▸ 任务要求 A
请照录这篇 LUKE 论文笔记中的一段文字，从“作者提出一种实体表征方法，通过在预训练 Transformer Encoder”开始，到“or word) 的感知。作者在多个数据集多个实体相关的任务上进行了实验。”结束。

▸ 阅读摘录
++++++
LUKE: Deep Contextualized Entity Representations with Entity-aware Self-attention

发表于 2022-02-26 更新于 2025-03-22 分类于 Paper Note 阅读次数：本文字数： 5k 阅读时长 ≈ 5 分钟

作者提出一种实体表征方法，通过在预训练 Transformer Encoder 模型时将实体看作独立的 token 来为实体生成表征。作者提出类似于 MLM 的预训练目标，首先将语料中的实体文本提取并放在语句末端，然后以一定的比例将实体替换为 $\text{[MASK]}$ ，并训练模型预测被遮罩的实体。为了提升效果，作者为放在语句末端的实体设计了特殊的实体 positional embedding，同时在 Encoder 模型的基础上添加 entity-aware self-attention mechanism 来增强模型对 token type(entity or word) 的感知。作者在多个数据集多个实体相关的任务上进行了实验。

Introduction

BERT, RoBERTa 等 Transformer Encoder 模型通过上下文词表征(Contextualized Word Representation, CWR)的方式提供了通用语言表征, 由于 CWR 是对 word 生成表征，无法对 span-level 的实体生成表征，通常需要在下游任务的小数据集上训练如何根据 word representation 生成 entity representation，CWR 在实体相关的任务上还需进一步探索。
++++++
▸ 提供数据
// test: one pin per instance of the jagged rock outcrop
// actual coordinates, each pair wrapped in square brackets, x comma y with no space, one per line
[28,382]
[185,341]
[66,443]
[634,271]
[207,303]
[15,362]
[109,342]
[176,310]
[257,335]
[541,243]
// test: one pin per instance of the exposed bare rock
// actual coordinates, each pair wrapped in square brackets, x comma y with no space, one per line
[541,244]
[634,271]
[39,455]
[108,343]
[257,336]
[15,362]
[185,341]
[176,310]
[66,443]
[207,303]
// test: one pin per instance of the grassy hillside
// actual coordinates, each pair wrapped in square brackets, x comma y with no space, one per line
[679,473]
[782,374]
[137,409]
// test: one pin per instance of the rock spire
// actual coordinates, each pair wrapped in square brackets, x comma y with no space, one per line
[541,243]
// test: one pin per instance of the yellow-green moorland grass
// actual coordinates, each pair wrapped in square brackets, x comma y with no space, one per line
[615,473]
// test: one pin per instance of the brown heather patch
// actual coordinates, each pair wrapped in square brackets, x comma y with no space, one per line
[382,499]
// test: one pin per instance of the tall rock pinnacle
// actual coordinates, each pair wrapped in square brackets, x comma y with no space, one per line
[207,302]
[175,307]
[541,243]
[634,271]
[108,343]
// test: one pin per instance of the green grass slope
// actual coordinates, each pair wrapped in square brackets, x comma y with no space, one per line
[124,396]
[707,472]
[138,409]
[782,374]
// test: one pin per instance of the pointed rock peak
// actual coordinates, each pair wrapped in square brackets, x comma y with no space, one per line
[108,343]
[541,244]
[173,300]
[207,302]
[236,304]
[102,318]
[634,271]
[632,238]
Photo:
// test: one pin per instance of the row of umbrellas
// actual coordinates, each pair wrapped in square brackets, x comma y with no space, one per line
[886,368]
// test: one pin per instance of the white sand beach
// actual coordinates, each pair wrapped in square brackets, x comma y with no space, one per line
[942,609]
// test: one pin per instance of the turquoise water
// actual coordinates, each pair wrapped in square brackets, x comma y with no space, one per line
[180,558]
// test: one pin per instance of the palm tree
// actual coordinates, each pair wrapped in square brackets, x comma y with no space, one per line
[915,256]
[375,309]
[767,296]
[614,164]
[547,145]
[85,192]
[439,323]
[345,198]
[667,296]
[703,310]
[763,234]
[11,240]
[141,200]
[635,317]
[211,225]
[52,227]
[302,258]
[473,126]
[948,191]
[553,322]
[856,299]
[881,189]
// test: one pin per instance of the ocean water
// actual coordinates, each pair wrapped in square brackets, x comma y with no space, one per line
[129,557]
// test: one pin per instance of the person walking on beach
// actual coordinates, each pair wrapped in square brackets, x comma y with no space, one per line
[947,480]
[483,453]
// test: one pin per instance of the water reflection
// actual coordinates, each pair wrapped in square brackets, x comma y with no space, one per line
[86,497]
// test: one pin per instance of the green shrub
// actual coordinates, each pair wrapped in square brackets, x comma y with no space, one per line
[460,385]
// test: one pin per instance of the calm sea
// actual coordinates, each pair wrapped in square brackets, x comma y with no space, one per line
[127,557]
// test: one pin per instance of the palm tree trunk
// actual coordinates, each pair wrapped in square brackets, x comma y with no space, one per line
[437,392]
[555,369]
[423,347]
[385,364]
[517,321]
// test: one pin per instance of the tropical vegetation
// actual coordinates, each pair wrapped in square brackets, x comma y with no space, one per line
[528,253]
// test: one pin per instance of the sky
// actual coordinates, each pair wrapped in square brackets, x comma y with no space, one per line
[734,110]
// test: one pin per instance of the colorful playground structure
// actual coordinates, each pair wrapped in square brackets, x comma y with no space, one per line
++++++
▸ 任务要求 B
统计列表中含有单词“rock”的行数，只写出该数字。

▸ 最终结果 A
作者提出一种实体表征方法，通过在预训练 Transformer Encoder 模型时将实体看作独立的 token 来为实体生成表征。作者提出类似于 MLM 的预训练目标，首先将语料中的实体文本提取并放在语句末端，然后以一定的比例将实体替换为 $\text{[MASK]}$ ，并训练模型预测被遮罩的实体。为了提升效果，作者为放在语句末端的实体设计了特殊的实体 positional embedding，同时在 Encoder 模型的基础上添加 entity-aware self-attention mechanism 来增强模型对 token type(entity or word) 的感知。作者在多个数据集多个实体相关的任务上进行了实验。

▸ 最终结果 B
5